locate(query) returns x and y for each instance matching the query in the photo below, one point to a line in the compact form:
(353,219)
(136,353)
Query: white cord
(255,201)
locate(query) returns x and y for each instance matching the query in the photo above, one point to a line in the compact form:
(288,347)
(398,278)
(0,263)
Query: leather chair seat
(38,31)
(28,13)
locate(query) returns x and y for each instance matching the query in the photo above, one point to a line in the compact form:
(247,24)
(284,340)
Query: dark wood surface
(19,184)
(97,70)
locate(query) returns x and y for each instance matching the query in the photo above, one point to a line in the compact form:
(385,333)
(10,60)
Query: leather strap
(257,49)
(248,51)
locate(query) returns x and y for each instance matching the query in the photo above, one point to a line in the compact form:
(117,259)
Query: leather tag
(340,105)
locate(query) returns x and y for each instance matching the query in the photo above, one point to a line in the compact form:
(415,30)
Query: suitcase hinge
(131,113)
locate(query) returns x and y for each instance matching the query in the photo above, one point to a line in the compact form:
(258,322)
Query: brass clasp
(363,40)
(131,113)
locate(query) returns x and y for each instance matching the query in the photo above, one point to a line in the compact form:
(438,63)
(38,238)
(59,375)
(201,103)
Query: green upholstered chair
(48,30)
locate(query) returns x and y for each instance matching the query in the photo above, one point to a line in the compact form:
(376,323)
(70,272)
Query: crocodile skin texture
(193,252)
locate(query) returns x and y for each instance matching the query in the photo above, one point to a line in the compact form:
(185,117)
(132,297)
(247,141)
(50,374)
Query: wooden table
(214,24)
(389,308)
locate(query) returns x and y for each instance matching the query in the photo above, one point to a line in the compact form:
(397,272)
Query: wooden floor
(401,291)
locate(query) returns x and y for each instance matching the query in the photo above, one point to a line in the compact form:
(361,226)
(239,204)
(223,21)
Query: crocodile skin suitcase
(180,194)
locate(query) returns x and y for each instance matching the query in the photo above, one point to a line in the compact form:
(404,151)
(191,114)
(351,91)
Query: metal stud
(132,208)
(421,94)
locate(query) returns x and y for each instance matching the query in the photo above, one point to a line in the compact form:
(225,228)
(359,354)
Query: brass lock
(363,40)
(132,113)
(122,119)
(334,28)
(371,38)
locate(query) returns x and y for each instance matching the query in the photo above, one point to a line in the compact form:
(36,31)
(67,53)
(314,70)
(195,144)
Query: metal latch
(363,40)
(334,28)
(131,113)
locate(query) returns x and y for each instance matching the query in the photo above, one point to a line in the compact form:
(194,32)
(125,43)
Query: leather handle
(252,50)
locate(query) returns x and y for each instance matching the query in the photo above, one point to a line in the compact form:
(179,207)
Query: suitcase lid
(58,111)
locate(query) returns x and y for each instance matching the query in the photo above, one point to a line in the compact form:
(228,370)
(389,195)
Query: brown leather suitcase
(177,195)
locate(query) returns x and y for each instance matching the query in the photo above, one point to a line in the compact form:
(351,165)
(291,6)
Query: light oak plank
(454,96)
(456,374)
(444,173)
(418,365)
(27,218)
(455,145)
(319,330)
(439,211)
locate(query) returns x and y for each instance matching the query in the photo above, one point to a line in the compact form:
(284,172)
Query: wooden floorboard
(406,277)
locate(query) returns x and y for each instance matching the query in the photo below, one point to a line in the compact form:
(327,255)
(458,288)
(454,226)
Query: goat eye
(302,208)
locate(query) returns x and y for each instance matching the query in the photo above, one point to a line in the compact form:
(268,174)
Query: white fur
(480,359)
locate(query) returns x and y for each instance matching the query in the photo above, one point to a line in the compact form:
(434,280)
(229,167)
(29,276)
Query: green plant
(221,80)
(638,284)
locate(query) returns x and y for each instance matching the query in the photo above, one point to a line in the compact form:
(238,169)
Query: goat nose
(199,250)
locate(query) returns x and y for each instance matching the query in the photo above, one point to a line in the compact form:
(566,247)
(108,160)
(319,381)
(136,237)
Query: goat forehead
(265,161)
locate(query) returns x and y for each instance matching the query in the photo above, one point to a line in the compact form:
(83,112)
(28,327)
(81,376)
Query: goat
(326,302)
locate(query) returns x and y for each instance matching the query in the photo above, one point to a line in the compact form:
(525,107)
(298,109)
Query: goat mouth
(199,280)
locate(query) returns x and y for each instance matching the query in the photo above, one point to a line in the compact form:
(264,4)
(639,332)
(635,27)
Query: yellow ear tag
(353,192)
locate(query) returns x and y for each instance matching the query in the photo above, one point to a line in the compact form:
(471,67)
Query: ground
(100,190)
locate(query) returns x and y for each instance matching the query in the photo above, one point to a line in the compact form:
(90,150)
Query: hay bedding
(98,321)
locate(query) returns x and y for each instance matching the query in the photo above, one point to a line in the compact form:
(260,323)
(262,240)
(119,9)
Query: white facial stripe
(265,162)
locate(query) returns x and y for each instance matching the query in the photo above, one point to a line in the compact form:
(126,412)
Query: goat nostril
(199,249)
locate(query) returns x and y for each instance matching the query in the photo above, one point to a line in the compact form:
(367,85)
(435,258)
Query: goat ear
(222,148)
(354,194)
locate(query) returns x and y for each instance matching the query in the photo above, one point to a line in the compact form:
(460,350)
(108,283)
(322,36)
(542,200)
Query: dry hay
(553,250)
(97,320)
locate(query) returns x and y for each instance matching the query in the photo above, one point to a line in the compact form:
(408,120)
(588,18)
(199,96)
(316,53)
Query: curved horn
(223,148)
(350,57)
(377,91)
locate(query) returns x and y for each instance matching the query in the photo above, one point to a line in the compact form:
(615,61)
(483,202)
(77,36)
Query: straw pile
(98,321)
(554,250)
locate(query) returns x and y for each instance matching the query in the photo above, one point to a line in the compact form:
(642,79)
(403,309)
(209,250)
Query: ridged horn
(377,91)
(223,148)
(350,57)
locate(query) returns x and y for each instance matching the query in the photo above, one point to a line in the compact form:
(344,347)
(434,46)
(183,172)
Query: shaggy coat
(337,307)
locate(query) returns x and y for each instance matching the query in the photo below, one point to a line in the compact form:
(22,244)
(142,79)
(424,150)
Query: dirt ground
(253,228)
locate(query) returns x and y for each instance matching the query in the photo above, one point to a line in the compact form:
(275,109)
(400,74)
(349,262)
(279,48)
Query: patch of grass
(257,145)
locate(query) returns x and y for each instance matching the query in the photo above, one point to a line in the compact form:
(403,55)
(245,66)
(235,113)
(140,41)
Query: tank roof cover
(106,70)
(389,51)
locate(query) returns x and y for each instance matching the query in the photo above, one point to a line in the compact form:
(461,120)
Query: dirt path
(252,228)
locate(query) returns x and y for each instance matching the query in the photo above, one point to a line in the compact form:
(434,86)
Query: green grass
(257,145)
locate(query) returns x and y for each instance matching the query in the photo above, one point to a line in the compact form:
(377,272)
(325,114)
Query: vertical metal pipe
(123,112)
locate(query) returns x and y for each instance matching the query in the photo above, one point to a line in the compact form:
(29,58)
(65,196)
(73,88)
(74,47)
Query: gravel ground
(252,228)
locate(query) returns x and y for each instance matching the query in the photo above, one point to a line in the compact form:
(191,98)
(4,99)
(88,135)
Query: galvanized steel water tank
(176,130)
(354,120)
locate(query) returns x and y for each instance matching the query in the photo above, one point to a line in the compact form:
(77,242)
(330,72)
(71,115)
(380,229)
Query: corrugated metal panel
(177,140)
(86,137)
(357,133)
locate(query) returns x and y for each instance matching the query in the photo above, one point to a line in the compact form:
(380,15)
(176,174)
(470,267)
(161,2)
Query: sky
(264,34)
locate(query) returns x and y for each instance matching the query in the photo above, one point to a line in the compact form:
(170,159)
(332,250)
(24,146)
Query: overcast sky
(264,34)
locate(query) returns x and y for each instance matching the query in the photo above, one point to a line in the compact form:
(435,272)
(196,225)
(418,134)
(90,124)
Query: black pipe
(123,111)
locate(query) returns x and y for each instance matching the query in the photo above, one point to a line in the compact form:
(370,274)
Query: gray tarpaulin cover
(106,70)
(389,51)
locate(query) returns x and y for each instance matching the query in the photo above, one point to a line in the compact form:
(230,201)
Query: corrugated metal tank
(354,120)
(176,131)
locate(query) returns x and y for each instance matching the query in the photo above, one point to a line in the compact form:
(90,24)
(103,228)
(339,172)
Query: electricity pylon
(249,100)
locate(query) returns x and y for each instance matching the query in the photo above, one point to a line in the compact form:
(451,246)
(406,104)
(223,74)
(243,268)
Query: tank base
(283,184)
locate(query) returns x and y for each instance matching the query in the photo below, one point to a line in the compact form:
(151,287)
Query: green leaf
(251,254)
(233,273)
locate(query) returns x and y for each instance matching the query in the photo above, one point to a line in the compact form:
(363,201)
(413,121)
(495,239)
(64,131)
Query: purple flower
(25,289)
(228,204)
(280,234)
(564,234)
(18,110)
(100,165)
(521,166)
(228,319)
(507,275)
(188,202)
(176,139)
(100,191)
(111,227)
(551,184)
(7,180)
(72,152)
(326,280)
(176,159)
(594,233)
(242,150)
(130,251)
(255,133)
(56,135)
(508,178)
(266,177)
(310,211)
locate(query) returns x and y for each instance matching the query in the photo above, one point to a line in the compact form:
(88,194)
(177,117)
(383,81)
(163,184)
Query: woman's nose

--------

> **TASK STATEMENT**
Copy each line above that contains the string "pipe". Case counts, so a line matches only when the letters are in the same case.

> **RESULT FOR THIS EXERCISE**
Query: vertical metal pipe
Query: black pipe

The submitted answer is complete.